| Problems |
a) Transcribe the section on benchmarking via authorship and citations, beginning at the words "The main source" and stopping after "2005 to 2008.".
b) Name every characteristic that the benchmarking section gives as an example of how ED-MEDIA can be described.

-- START Text section --

1.3 Benchmarking via Authorship & Citations

Like any scientific venue, ED-MEDIA can be described through a set of characteristics like the number of published papers, the number of authors, the distribution of papers per author or community, co-citation networks, etc. These characteristics are studied by the fields of bibliometrics and scientometrics (Osareh, 1996; Osareh, 1996a; Hood & Wilson, 2001). Bibliometrics measures the production and consumption of scientific material, while scientometrics are focusing on the measurement of the production process. Together, these two sub-fields of informetrics have developed the methodologies and tools needed to gain deeper insights into the characteristics of conferences and journals of particular research groups.

The main source for the data analysed in section 4 was the Digital Library of the AACE and the Proceedings CDs of the ED-MEDIA Conference. The first source, the Digital Library, was used to extract the information about the title, authors and affiliation for each paper from ED-MEDIA 1999 to 2008. The second source, the Proceedings CD was used to extract the information on bibliographical references for each paper from ED-MEDIA 2005 to 2008.

-- END Text section --
-- START Supplied entries --

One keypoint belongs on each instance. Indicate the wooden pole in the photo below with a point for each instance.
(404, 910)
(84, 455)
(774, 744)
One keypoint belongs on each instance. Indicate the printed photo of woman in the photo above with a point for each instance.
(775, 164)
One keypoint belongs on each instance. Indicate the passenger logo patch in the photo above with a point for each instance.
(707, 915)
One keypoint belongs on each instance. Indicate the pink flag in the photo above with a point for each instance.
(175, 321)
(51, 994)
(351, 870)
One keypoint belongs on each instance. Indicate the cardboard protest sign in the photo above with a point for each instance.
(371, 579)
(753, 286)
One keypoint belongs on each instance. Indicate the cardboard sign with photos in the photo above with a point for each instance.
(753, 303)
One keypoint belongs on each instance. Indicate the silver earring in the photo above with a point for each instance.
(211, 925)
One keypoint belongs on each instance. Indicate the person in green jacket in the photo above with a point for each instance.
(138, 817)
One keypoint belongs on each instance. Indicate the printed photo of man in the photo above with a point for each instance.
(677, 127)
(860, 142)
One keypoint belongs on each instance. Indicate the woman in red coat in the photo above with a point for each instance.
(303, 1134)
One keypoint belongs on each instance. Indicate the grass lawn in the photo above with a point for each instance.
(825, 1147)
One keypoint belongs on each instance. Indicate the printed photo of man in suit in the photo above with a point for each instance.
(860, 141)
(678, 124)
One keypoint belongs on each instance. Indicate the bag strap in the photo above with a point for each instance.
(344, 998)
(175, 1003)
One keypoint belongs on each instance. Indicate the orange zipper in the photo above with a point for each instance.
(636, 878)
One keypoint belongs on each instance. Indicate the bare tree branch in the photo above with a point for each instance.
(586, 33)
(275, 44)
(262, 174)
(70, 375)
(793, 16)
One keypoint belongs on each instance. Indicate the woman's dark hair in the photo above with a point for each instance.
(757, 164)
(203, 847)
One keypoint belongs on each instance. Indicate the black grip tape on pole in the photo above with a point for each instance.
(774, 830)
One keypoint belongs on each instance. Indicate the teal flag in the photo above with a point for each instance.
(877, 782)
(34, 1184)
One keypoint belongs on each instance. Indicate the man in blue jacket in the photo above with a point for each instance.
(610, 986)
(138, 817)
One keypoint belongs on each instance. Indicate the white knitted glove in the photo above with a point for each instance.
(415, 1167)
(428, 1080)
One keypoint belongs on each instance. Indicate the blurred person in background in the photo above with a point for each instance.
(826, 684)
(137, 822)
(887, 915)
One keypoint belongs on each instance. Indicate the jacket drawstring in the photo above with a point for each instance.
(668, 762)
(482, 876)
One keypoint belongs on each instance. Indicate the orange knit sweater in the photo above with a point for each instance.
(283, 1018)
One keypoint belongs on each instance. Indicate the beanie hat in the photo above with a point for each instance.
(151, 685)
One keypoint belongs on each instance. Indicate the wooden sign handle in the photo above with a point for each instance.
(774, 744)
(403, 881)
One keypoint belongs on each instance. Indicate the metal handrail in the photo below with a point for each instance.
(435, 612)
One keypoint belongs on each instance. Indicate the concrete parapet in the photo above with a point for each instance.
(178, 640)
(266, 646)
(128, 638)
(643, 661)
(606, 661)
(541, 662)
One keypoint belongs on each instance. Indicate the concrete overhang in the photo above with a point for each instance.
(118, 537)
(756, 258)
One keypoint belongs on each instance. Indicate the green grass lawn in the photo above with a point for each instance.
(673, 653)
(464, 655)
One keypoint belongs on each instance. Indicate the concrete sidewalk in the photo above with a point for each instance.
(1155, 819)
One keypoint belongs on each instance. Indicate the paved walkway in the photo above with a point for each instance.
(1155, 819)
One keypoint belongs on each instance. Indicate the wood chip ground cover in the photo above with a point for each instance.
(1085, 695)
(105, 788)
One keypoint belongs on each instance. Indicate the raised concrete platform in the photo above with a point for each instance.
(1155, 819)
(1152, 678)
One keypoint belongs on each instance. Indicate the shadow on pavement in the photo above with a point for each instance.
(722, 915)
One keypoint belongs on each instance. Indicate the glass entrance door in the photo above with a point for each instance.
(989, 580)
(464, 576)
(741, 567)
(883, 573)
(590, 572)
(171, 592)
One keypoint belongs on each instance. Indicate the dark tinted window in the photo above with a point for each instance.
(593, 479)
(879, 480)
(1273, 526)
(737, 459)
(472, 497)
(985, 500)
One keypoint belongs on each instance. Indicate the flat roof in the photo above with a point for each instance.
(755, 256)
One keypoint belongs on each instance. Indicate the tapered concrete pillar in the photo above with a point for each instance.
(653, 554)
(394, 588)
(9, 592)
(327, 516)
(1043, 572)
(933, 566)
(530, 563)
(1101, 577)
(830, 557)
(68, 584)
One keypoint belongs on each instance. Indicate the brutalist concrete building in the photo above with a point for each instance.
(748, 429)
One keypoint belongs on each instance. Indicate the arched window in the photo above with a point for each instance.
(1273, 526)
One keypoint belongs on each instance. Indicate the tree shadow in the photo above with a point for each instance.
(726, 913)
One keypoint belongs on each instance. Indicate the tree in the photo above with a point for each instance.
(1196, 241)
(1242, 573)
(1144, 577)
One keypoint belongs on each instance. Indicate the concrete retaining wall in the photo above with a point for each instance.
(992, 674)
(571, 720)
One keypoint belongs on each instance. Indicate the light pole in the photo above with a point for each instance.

-- END Supplied entries --

| Results |
a)
The main source for the data analysed in section 4 was the Digital Library of the AACE and the Proceedings CDs of the ED-MEDIA Conference. The first source, the Digital Library, was used to extract the information about the title, authors and affiliation for each paper from ED-MEDIA 1999 to 2008. The second source, the Proceedings CD was used to extract the information on bibliographical references for each paper from ED-MEDIA 2005 to 2008.

b)
- The number of published papers
- The number of authors
- The distribution of papers per author or community
- Co-citation networks